Labeling and segmentation records:
^^^^
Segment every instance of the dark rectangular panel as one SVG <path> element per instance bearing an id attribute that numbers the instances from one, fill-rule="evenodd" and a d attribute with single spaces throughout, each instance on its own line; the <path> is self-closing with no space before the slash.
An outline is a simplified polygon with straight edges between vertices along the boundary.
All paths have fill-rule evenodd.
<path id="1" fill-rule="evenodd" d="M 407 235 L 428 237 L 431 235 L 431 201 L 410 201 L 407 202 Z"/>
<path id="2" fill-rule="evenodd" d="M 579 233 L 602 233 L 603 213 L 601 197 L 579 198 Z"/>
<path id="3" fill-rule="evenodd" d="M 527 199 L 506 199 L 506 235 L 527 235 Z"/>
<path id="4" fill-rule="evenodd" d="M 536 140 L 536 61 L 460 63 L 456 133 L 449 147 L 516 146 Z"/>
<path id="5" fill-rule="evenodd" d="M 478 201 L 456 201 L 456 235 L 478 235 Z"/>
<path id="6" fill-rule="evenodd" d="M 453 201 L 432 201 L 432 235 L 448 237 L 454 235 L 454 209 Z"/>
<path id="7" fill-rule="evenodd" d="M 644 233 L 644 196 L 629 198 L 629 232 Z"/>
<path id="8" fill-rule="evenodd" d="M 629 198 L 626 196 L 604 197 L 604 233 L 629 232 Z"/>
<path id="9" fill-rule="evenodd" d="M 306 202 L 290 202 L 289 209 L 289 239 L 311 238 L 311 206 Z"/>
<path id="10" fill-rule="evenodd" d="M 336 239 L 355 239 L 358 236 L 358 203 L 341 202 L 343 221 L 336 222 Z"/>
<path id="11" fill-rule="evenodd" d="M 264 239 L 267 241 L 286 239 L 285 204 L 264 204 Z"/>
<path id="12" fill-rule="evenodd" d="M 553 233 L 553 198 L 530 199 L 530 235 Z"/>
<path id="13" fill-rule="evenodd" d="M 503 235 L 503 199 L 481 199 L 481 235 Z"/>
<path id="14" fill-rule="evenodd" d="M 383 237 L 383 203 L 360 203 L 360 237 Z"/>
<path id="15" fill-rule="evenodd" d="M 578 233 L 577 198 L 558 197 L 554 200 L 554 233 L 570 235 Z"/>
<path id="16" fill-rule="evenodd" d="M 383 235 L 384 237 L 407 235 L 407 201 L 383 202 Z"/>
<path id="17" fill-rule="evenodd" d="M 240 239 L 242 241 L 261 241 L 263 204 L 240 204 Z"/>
^^^^
> **DIRECTIVE**: List every line in the entries above that contains the word "with", copying each such line in full.

> **EXPECTED ANSWER**:
Segment every instance of the dark rectangular panel as one SVG <path> element per instance bearing an id attribute that numbers the instances from one, fill-rule="evenodd" and a d attribute with single spaces throughout, each instance on its own line; the <path> is self-closing with no space before the slash.
An outline is a simplified polygon with straight edges between vertices along the boundary.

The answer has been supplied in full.